Глава 4
1 марта 1938 Уочхоуп навсегда оставил свою любимую Палестину. Его преемник на посту верховного комиссара сэр Гарольд МакМайкл появился через три дня. Трудно было представить себе двух людей более разных во всем – в характере, темпераменте и взгляде на жизнь. Насколько Уочхоуп был дружелюбный и доступный, настолько МайМайкл был суровый, надменный и «закрытый». Он получил классическое образование в Кембридже и большую часть карьеры провел в Судане. Палестинская специфика была МакМайклу незнакома, да он и не стремился ее осваивать. С ишувом не заладилось с самого начала. И в записях по свежим следам, и в написанных через десятилетия мемуарах, Бен Гурион не жалел для МакМайкла нелестных эпитетов. Но дело было не только в личности нового верховного комиссара. Британская политика в Палестине поворачивалась спиной к принципам декларации Бальфура и новый верховный комиссар был подобран именно чтобы претворять в жизнь эти изменения.
Одной из первых задач МакМайкла стала разработка расписания иммиграции на полугодие с марта по сентябрь 1938 года. Он установил квоту три тысячи человек в месяц. Таким образом цифры еврейской иммиграции в Палестину составили за полугодие март-сентябрь 1938 составили менее половины чем за предыдущее полугодие. Возможно это не входило в намерения британского правительства, но тем не менее арабам был послан четкий сигнал – насилие это эффективный политический инструмент, с его помощь можно добиваться желаемого. Задарбривание арабской улицы стало краеугольным камнем британской политики в Палестине. Через несколько недель это было четко продемонстрировано в деле трех евреев обвиненных в нападении на арабский пассажирский автобус.
Тогда произошла серия нападений на еврейские транспортные средства следующие по трасс Тверия-Цфат, там где эта трасса проходит мимо Рош Пины. В нескольких инцидентах погибло десять человек евреев. Местная ячейка Бейтара раздумывала над план провести акцию возмездия в ближайшей арабской деревне, но потом положила эти планы на полку. А потом произошел особо жуткий теракт, погибли две женщины и маленький ребенок. И тогда два молодых бейтарника из Рош Пины, Шалом Зурабин и Авраам Шеин, решили наплевать на свое нерешительное командование и провести акцию на свой страх и риск. Они привлекли в свою мини-ячейку 22-летнего Шломо Бен Йосефа, который недавно нелегально пробрался в Палестину из Польши. План устроить засаду на автобус, на котором предполагаемые убийцы ездили на работу в Тверию. В ночь на 21 апреля эта троица взяла со склада оружия пару пистолетов и несколько ручных гранат. Шеин и Зурабин должны были обстрелять автобус когда он замедлял ход перед крутым поворотом, а Бен Йосеф – забросать гранатами.

....

- **ЗАДАНИЕ**: Какую ежемесячную квоту иммиграции установил МакМайкл на полугодие с марта по сентябрь 1938 года, согласно фрагменту текста?

- **ПРЕДОСТАВЛЕННЫЕ ДАННЫЕ**:
....

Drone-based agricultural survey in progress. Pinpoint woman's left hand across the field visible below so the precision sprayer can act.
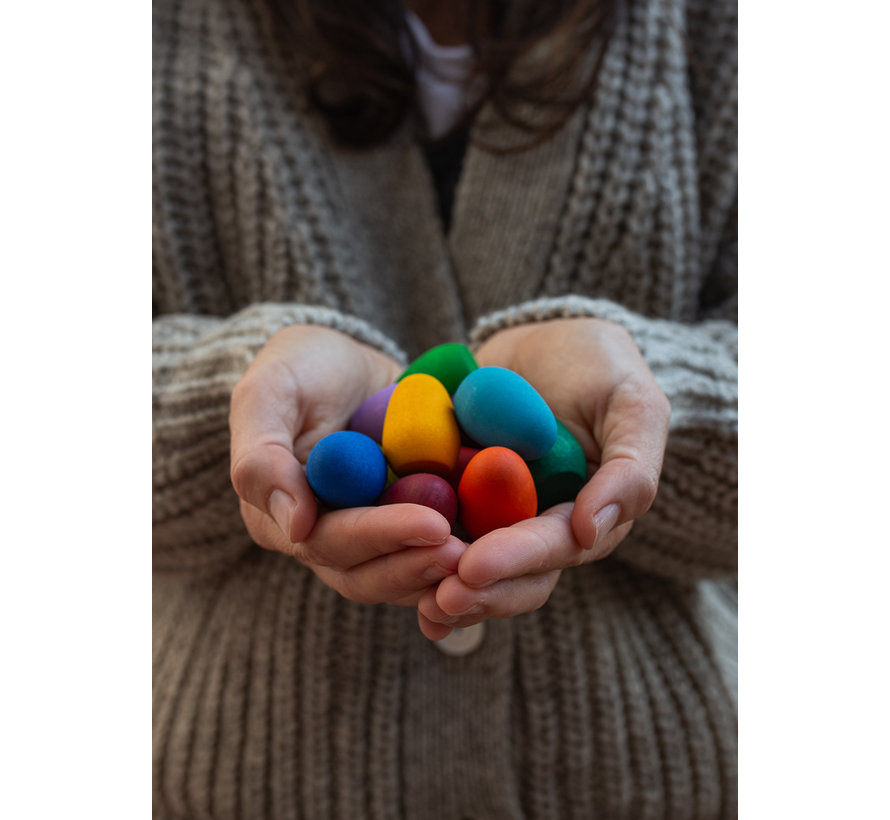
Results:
[418,318,670,640]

....

- **ОТВЕТ**: Три тысячи человек в месяц.